** WHAT THIS TASK INVOLVES **
Below is a listing; restate from it, character for character, the lines beginning at the line holding "ROI: maple leaf" and ending at the line holding "ROI: broken headlight", both included.

(Beginning of RECORDS SUPPLIED)

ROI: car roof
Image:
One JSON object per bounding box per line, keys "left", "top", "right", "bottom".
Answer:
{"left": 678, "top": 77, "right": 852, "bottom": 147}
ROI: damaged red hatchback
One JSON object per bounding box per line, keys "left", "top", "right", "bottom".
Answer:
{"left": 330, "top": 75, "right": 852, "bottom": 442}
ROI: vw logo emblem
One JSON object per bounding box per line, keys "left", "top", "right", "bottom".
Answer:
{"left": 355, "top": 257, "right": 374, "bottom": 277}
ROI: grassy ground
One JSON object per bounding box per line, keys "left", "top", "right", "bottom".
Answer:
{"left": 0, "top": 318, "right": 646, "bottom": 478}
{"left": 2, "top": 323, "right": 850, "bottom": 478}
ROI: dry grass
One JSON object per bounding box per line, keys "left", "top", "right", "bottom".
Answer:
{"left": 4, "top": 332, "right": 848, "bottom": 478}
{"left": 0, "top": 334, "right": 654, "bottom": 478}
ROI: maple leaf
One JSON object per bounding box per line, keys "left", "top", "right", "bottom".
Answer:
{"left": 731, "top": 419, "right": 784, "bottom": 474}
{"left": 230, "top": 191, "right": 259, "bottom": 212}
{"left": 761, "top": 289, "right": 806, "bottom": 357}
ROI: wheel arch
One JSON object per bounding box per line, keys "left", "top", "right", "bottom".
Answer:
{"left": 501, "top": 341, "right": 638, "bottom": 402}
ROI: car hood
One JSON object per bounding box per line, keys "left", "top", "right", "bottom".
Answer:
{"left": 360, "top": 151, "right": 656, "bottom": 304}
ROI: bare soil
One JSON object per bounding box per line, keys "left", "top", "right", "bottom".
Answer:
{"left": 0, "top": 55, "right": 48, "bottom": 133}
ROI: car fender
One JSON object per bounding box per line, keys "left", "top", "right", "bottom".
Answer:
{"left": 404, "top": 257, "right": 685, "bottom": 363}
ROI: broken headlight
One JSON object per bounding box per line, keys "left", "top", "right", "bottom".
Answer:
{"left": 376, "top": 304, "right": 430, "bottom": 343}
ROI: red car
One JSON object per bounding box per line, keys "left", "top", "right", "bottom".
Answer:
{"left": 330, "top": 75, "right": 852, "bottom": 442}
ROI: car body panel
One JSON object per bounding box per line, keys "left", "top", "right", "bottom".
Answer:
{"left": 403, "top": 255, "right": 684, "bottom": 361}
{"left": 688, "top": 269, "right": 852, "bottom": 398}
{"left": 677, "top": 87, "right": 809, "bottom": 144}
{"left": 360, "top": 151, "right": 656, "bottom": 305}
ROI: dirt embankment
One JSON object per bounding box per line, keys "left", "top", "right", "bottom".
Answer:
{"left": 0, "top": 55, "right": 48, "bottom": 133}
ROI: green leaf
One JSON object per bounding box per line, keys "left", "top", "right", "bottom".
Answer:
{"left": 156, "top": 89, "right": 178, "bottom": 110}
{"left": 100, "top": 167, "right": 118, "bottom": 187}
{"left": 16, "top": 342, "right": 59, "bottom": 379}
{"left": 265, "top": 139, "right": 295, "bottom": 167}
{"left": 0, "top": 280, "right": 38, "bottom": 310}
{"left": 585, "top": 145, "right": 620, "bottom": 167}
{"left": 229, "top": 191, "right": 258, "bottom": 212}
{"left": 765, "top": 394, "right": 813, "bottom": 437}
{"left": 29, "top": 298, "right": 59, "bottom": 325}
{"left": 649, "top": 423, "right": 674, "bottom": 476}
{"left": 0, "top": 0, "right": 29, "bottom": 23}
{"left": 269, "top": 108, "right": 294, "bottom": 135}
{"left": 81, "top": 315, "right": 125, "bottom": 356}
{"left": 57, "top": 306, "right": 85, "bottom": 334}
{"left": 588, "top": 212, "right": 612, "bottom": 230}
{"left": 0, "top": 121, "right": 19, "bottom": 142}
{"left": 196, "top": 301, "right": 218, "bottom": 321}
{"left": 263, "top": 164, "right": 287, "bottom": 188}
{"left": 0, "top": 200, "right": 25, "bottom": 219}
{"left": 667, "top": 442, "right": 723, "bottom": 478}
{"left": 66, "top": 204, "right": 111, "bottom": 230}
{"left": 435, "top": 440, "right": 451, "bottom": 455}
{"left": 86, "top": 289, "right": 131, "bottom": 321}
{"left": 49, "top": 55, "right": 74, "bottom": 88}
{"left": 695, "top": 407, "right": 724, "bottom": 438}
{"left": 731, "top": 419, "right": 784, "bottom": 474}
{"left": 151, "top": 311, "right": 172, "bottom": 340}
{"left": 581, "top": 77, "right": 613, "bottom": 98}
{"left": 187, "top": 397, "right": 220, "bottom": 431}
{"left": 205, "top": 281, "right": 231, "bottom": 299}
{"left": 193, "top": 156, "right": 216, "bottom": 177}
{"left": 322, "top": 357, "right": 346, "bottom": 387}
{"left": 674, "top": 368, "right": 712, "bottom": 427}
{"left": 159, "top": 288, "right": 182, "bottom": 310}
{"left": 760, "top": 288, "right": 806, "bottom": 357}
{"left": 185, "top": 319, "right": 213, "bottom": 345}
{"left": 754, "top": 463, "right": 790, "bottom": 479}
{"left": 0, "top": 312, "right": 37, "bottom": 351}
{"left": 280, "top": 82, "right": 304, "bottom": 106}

(End of RECORDS SUPPLIED)

** RESPONSE TO THIS TASK **
ROI: maple leaf
One JSON object per bounding box per line, keys "left", "top", "right", "bottom".
Answer:
{"left": 731, "top": 419, "right": 784, "bottom": 474}
{"left": 230, "top": 191, "right": 259, "bottom": 212}
{"left": 761, "top": 289, "right": 806, "bottom": 357}
ROI: wheel arch
One JSON object per bounding box per line, keys "left", "top", "right", "bottom".
Answer:
{"left": 501, "top": 341, "right": 638, "bottom": 402}
ROI: car hood
One JSON object per bounding box per line, keys "left", "top", "right", "bottom".
Answer:
{"left": 360, "top": 151, "right": 656, "bottom": 304}
ROI: bare soil
One JSON object per bounding box per line, keys "left", "top", "right", "bottom".
Answer:
{"left": 0, "top": 55, "right": 48, "bottom": 133}
ROI: car fender
One JSON object per bounding box per line, keys "left", "top", "right", "bottom".
Answer:
{"left": 404, "top": 257, "right": 685, "bottom": 363}
ROI: broken headlight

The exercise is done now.